= Task objective =
In each of the rows below, change "single pin" to "single point" and keep everything else the same. Leave the pictures out of what you write.

***

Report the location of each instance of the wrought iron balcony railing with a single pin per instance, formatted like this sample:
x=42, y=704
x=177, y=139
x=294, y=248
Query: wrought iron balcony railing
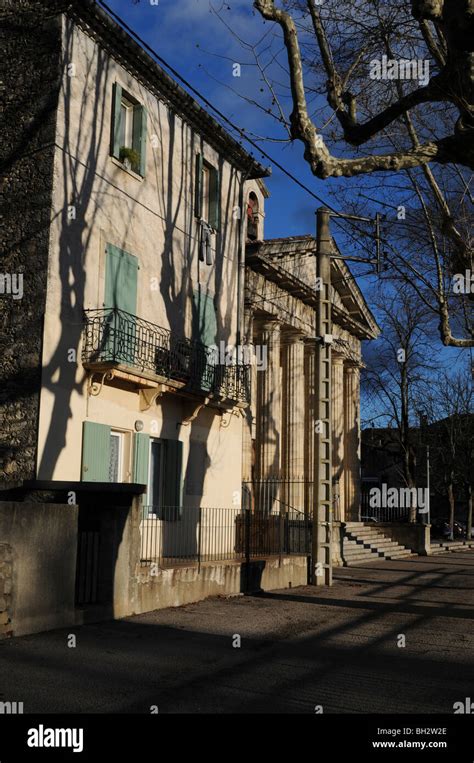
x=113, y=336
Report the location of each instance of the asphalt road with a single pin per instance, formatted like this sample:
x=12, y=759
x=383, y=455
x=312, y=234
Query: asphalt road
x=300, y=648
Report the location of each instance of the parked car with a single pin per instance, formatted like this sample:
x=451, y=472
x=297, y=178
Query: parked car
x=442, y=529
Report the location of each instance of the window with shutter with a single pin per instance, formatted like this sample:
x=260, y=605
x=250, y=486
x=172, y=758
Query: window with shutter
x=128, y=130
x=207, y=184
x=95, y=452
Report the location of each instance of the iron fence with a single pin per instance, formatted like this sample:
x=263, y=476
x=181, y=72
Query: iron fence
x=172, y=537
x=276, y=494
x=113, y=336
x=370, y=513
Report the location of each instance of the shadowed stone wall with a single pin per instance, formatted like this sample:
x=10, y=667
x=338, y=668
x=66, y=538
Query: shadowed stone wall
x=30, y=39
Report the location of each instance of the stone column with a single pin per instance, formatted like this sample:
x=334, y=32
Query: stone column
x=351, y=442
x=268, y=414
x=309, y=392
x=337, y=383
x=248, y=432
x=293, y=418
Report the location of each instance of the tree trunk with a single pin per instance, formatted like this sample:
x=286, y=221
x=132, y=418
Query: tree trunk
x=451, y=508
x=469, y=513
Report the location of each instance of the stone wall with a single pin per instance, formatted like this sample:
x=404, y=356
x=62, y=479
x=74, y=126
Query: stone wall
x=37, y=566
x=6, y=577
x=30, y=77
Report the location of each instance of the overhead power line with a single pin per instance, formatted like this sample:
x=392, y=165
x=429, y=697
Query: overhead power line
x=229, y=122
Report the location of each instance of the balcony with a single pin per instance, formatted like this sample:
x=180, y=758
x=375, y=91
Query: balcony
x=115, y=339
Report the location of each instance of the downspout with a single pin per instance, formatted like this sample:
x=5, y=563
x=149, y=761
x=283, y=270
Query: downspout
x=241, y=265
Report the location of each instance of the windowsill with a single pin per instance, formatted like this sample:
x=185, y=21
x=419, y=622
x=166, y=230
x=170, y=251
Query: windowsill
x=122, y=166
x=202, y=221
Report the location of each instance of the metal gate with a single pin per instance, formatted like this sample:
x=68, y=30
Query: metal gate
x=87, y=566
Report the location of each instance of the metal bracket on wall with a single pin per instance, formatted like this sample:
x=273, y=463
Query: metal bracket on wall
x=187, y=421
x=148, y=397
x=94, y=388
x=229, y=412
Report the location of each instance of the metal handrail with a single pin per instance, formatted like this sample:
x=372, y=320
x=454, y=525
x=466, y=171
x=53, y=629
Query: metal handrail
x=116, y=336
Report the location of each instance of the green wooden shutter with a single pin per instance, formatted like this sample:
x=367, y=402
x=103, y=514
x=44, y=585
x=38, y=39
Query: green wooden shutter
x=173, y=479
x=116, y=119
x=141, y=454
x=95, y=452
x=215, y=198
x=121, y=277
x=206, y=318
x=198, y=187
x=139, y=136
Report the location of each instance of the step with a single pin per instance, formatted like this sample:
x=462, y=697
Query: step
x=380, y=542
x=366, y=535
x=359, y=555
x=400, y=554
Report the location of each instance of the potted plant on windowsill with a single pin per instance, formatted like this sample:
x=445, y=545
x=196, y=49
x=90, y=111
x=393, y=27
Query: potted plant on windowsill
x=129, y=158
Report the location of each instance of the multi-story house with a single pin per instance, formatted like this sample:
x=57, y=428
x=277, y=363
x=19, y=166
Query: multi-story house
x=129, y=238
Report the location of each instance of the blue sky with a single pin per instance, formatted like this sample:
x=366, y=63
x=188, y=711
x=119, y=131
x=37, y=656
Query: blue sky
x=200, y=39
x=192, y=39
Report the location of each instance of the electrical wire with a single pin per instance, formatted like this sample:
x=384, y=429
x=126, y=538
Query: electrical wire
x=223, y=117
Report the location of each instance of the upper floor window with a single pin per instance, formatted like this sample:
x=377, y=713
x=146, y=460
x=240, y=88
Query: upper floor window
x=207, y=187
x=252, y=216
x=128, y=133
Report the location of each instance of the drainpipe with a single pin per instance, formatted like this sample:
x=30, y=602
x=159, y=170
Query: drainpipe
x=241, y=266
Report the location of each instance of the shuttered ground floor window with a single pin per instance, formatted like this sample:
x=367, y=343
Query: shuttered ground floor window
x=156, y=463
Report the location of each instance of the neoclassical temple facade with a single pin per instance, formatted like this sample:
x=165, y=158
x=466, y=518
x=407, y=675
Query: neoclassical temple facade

***

= Response to this exercise =
Report the location of each instance of the wrought iron balcony railing with a single point per instance, formatted like this sample:
x=42, y=704
x=177, y=139
x=294, y=248
Query: wrought iron balcony railing
x=113, y=336
Report the location of each instance of the asphalt road with a single point per instance, formatted like this sample:
x=12, y=759
x=383, y=455
x=312, y=234
Query: asphalt road
x=300, y=648
Report the location of each instance of the parked car with a single point per instance, formatted like this sample:
x=451, y=472
x=297, y=178
Query: parked car
x=442, y=529
Report the location of each instance of the window with shutter with a single point per instance, formatted like this sample:
x=260, y=605
x=250, y=486
x=172, y=758
Query: window with shutter
x=128, y=130
x=207, y=184
x=95, y=452
Report the location of each instance of the iron fence with a single point per instance, formatted like this sample:
x=263, y=476
x=181, y=72
Query: iron fence
x=172, y=537
x=276, y=494
x=113, y=336
x=370, y=513
Report the location of each instance of the shadowed stone wall with a single point per instance, formatted like this sample:
x=10, y=667
x=338, y=668
x=66, y=538
Query: shadowed stone wall
x=30, y=39
Report the location of each instance of the stone column with a single point per instance, formatted like this sample:
x=334, y=32
Query: stone column
x=351, y=442
x=268, y=414
x=309, y=392
x=337, y=383
x=248, y=432
x=293, y=418
Report the location of each instance of the tree trunk with a single point per instance, formatted like this sample:
x=286, y=221
x=132, y=418
Query: tree trunk
x=451, y=508
x=469, y=513
Report the location of each instance of the stone wall with a single point per instance, formatted like this sample:
x=404, y=356
x=62, y=479
x=74, y=126
Query: stone wall
x=37, y=566
x=6, y=577
x=30, y=77
Report the location of each instance of the overhead power line with a single point per instance, formatted like this sample:
x=392, y=165
x=429, y=697
Query: overhead power line
x=229, y=122
Report the location of each instance of the balcony with a single point per instance, formatted like this sample:
x=180, y=758
x=375, y=91
Query: balcony
x=115, y=339
Report the location of each instance of the downspout with a single point per instance, formatted like this sample:
x=5, y=563
x=149, y=761
x=283, y=270
Query: downspout
x=241, y=265
Report the location of each instance of the windowsill with a single point per instance, formatted like this sample:
x=185, y=21
x=419, y=622
x=166, y=230
x=170, y=251
Query: windowsill
x=122, y=166
x=202, y=221
Report the location of each instance of the metal gate with a single point per instance, formatted like this sample:
x=68, y=30
Query: metal gate
x=87, y=566
Report the location of each instance of the metal bracket on wall with a single point per instance, formatted like this sample:
x=273, y=463
Query: metal bracket on wall
x=187, y=421
x=148, y=397
x=94, y=388
x=229, y=412
Report the location of each instance of the metal handrail with a single point per instance, formatted like this sample:
x=372, y=320
x=454, y=525
x=466, y=171
x=53, y=629
Query: metal handrail
x=116, y=336
Report the location of each instance of the green wooden shutter with a single point per instance, formatted like this sample:
x=367, y=402
x=103, y=514
x=44, y=585
x=38, y=39
Query: green wooden shutter
x=173, y=479
x=116, y=119
x=141, y=454
x=95, y=452
x=215, y=198
x=121, y=277
x=206, y=318
x=198, y=187
x=139, y=136
Report the location of each instance of the step with a single point per instance, formatted like this sample:
x=462, y=697
Query: step
x=380, y=542
x=366, y=535
x=359, y=555
x=400, y=554
Report the location of each instance of the potted plant on windowsill with a single point per instance, formatted like this sample:
x=445, y=545
x=196, y=49
x=90, y=111
x=393, y=27
Query: potted plant on windowsill
x=129, y=158
Report the location of each instance of the multi-story house with a single point per instance, formatted like this sample:
x=57, y=428
x=277, y=363
x=19, y=166
Query: multi-story house
x=129, y=238
Report the location of each instance of the blue sky with a single point per instance, formatted like this sample:
x=366, y=63
x=188, y=711
x=119, y=131
x=37, y=656
Query: blue sky
x=200, y=39
x=192, y=39
Report the location of each instance of the electrical wire with a single point per instance, formatted like this sample:
x=384, y=429
x=126, y=538
Query: electrical wire
x=223, y=117
Report the location of each instance of the upper floor window with a single point per instance, formatted like this sample:
x=377, y=713
x=146, y=460
x=240, y=88
Query: upper floor window
x=207, y=187
x=252, y=216
x=128, y=133
Report the location of each instance of the drainpipe with a single point per instance, formatted like this sample:
x=30, y=602
x=159, y=170
Query: drainpipe
x=241, y=266
Report the location of each instance of the shuttered ground floor window with a single point per instance, formatted like this sample:
x=367, y=343
Query: shuttered ground floor window
x=156, y=463
Report the location of each instance of the neoclassical temple facade with a single point per instance, formatted like this sample:
x=165, y=158
x=466, y=518
x=407, y=675
Query: neoclassical temple facade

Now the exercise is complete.